- Prompt: Report every line in the data below that contains the string "hill", copying each line in full. Count a line only if the string matches in case.

┄┄┄┄┄┄┄┄┄┄┄┄┄┄┄┄┄┄┄┄

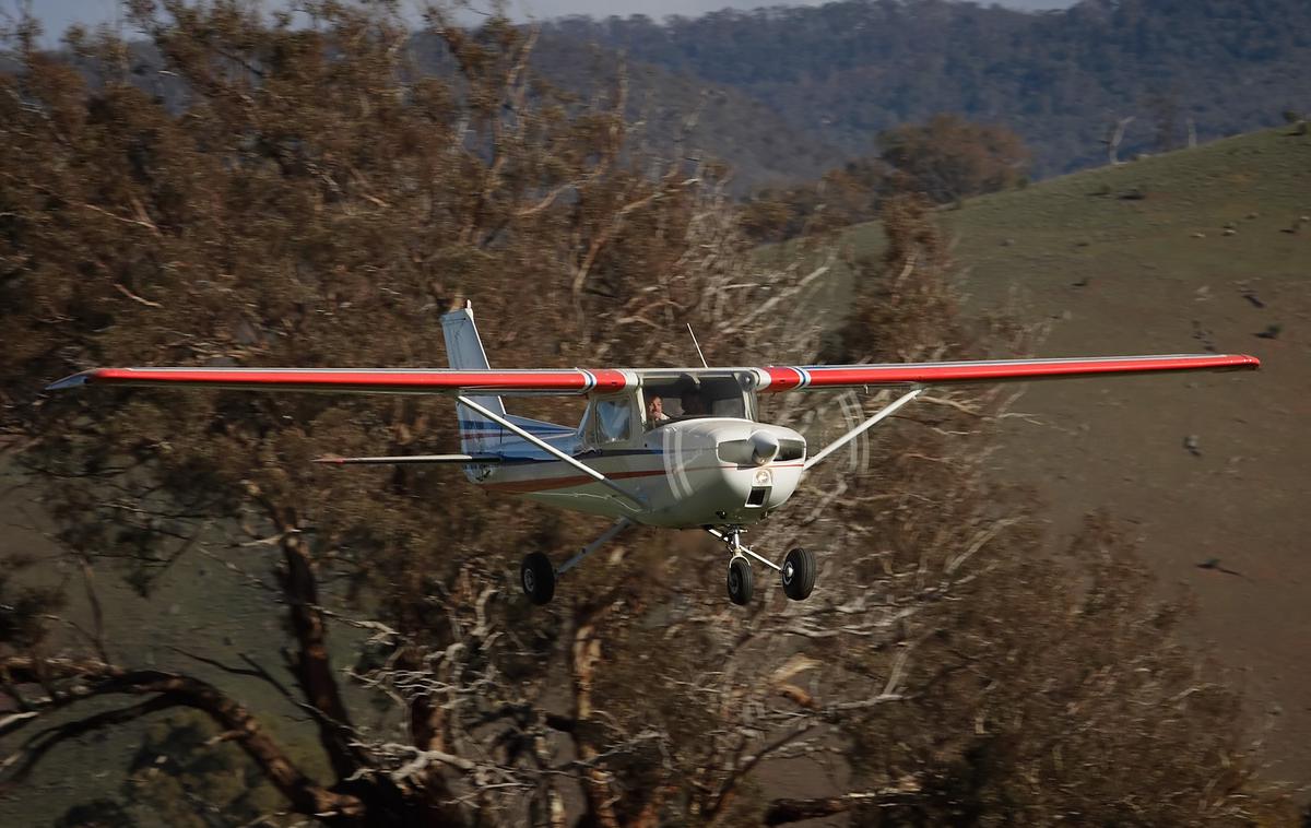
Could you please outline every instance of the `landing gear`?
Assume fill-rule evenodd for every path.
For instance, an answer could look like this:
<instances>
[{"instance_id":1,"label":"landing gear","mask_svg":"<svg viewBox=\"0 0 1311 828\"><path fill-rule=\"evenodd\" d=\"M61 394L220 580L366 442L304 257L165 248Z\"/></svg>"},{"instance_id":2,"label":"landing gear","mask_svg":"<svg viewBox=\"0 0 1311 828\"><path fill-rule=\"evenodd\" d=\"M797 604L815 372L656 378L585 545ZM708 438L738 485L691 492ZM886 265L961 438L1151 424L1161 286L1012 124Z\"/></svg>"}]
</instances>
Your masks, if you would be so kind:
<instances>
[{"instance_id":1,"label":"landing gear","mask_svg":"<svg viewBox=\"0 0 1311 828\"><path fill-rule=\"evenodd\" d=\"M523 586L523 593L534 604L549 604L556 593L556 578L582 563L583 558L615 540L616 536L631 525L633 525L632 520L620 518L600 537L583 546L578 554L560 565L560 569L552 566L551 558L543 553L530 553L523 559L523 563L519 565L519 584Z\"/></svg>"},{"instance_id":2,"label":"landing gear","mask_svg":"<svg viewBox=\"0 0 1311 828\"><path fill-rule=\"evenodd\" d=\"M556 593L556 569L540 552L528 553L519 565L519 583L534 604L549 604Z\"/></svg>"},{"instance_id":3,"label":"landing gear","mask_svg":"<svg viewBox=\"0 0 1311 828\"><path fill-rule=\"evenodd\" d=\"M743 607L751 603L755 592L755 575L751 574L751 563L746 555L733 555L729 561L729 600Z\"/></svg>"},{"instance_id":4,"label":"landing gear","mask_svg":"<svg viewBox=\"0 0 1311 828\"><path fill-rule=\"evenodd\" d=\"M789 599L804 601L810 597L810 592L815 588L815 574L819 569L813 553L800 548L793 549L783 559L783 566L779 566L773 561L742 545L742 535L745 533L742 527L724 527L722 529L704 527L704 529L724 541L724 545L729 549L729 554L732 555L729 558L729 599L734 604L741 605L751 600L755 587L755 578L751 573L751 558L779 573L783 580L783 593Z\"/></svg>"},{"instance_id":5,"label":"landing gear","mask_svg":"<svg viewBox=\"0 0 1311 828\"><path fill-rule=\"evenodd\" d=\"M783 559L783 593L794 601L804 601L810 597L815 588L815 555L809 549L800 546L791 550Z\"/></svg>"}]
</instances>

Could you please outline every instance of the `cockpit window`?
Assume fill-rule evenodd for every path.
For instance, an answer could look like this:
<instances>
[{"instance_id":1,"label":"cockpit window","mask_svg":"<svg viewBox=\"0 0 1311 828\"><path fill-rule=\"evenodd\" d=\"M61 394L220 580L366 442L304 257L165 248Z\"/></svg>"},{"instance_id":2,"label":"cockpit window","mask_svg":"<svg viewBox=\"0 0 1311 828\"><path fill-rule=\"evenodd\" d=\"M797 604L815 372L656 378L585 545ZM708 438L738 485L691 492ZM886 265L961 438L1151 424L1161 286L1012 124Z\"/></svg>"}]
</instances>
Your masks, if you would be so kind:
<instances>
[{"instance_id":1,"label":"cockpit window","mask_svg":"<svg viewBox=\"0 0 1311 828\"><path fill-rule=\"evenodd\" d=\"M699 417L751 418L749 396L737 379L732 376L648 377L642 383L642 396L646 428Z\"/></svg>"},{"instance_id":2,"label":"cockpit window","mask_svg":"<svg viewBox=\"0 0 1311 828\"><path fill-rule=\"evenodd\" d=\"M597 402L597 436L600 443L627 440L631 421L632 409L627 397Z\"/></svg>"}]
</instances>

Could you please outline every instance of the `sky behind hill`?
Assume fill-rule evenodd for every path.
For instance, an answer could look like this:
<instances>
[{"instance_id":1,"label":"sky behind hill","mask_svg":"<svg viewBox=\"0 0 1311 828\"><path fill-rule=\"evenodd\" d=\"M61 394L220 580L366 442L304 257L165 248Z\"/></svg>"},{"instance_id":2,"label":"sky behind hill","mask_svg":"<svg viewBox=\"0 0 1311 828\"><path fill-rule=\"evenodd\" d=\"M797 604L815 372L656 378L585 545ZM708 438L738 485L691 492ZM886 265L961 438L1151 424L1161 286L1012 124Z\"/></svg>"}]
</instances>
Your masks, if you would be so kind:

┄┄┄┄┄┄┄┄┄┄┄┄┄┄┄┄┄┄┄┄

- Finished answer:
Could you please outline every instance of the `sky behind hill`?
[{"instance_id":1,"label":"sky behind hill","mask_svg":"<svg viewBox=\"0 0 1311 828\"><path fill-rule=\"evenodd\" d=\"M61 394L220 580L366 442L304 257L165 248Z\"/></svg>"},{"instance_id":2,"label":"sky behind hill","mask_svg":"<svg viewBox=\"0 0 1311 828\"><path fill-rule=\"evenodd\" d=\"M797 604L815 372L656 378L585 545ZM708 438L738 485L691 492ZM886 265L961 438L1151 424L1161 286L1012 124Z\"/></svg>"}]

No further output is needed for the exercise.